Report, in full, every line of the records below that contains the word "Could".

==== Given records

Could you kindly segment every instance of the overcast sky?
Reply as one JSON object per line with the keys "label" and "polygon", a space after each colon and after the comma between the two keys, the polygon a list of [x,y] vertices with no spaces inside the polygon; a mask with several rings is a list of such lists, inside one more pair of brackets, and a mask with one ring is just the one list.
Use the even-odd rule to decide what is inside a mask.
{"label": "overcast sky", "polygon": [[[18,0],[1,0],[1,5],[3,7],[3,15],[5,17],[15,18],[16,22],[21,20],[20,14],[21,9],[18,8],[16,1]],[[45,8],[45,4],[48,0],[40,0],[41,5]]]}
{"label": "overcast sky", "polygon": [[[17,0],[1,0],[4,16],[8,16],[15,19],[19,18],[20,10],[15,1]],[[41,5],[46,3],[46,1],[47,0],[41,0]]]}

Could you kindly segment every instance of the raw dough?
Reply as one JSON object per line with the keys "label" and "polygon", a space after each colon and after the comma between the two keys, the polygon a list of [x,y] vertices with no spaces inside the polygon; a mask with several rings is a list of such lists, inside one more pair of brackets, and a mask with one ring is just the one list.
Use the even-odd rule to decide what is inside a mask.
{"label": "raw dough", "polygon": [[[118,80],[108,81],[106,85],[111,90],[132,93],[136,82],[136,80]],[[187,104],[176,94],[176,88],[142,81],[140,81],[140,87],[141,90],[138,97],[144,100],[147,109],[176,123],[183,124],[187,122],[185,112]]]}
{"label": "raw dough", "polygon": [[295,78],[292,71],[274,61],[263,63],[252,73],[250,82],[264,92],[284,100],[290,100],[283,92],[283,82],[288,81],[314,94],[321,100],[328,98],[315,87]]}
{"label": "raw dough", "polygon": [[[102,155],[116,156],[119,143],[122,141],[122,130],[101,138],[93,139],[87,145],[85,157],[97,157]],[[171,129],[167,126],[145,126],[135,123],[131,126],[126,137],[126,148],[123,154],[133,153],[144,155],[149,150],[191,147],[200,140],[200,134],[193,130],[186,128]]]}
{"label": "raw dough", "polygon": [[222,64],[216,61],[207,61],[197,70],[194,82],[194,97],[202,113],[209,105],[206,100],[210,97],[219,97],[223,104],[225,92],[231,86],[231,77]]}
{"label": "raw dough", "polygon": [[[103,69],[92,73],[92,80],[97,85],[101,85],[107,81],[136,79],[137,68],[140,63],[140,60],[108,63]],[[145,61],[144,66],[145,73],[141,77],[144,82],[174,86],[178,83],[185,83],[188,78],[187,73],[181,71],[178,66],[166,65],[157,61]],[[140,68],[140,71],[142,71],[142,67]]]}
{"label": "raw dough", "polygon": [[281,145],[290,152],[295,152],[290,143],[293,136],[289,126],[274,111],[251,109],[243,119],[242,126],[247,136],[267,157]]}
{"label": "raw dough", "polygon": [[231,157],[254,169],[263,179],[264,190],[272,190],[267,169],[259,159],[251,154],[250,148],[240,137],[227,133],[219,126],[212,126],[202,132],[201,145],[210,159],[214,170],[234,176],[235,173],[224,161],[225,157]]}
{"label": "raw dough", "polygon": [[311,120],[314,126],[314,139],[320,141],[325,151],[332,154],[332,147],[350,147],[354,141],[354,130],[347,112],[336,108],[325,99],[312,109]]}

========

The result:
Could you kindly segment every instance of the overcast sky?
Could you kindly segment every instance of the raw dough?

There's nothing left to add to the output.